Working data:

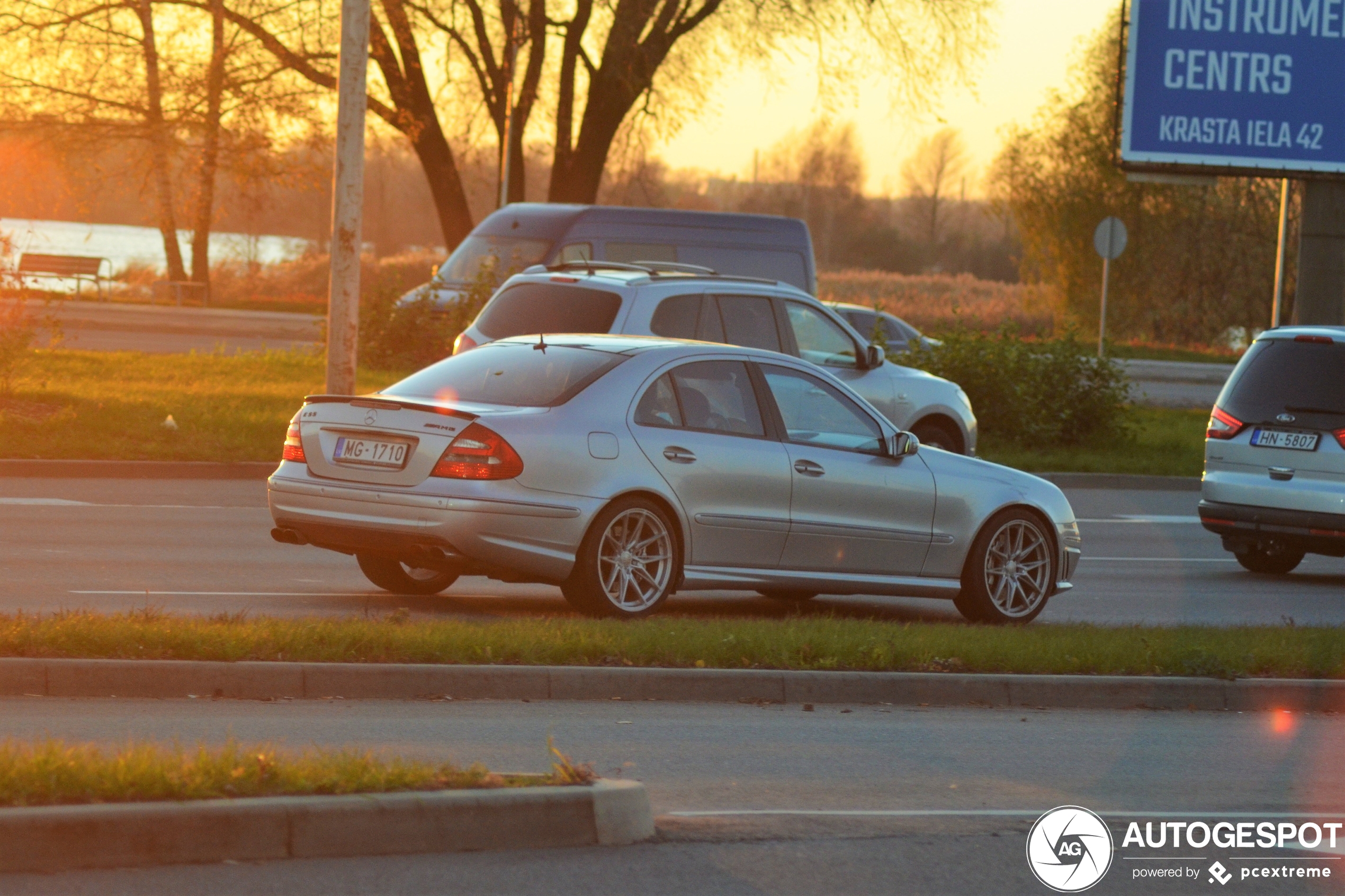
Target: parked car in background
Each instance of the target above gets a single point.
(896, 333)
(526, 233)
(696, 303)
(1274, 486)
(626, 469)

...

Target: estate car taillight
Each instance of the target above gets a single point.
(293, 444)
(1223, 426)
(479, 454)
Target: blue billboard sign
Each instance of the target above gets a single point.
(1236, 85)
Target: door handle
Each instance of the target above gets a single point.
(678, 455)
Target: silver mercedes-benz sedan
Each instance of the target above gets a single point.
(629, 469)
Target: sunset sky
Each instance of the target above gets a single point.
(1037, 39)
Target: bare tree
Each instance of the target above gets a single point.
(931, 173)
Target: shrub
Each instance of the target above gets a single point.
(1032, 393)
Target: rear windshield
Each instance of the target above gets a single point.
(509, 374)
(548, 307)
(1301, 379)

Problem requirements:
Repeat the data verbatim, starting at the line containing "Target: rear windshield" and ending after the line containing "(1301, 379)".

Result of the exercise:
Target: rear windshield
Each instance of the target above gets a single point.
(509, 374)
(548, 307)
(1301, 379)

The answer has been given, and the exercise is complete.